Приведённый отрывок ▸
--

Глава первая
ПОЛЁТ В НЕИЗВЕСТНОСТЬ
Финская баня завоевала себе известность если не во всём мире, то во всяком случае, в Европе. Кажется, теперь во всех главных городах имеются финские бани, фигурирующие под названием «Sauna».
Русские считают эту баню своим изобретением, но, как и во многом другом, они в данном случае не пользуются авторитетом. Познакомились они с ней у карелов и в своём продвижении на северозапад освоили её. Южная Россия и по сей день не знает парной бани.

--

Исходные данные ▸
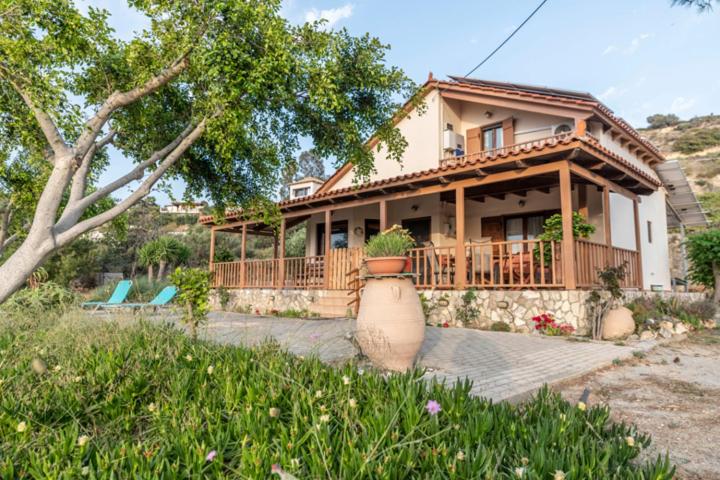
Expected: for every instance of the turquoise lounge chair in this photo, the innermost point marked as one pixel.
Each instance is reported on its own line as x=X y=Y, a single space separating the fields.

--

Задания к упражнению ▸
1. Переведите на английский язык это предложение из отрывка о финской бане: «Южная Россия и по сей день не знает парной бани».
2. Продолжите отрывок о финской бане, начиная сразу после его последнего предложения.

Ответы по заданиям ▸
1. To this day, southern Russia does not know the steam bath.

2.
В пятницу 20 апреля 1945 года я вместе с одним моим другом отправился в такую баню, не подозревая, конечно, что в течение одиннадцати лет, полных опасностей, страданий и тяжёлых переживаний в Советском Союзе, она будет моим последним воспоминанием о Родине. После бани я пошёл пить чай к моему другу и вернулся домой около 12 часов ночи. Должен сознаться, что мои мысли в тот момент отнюдь не были заняты вопросами высокой политики или судьбами моей Родины. Нет, я был озабочен тем, что на другой день был день рождения жены, и я не был уверен, что заказанные торты будут готовы вовремя. Обсудив ещё раз с женой вопрос приёма и угощения гостей, я перед сном мельком просмотрел газету, где моё внимание привлекла заметка на первой странице о том, что в ближайшие дни ожидаются крупные аресты ряда лиц, замешанных в валютных спекуляциях. Хотя я никакими валютными спекуляциями не занимался, но эта заметка отвлекла мои мысли от тортов и заставила задуматься.
Сообщение было несколько необычно, в особенности его конец, в котором говорилось, что детективы уже находятся по дороге из Стокгольма. Никогда раньше я не встречал в печати таких предупреждений: обыкновенно сведения такого рода сообщаются post factum. Позже я много раз вспоминал эту заметку и думал: не являлась ли она предупреждением по моему адресу?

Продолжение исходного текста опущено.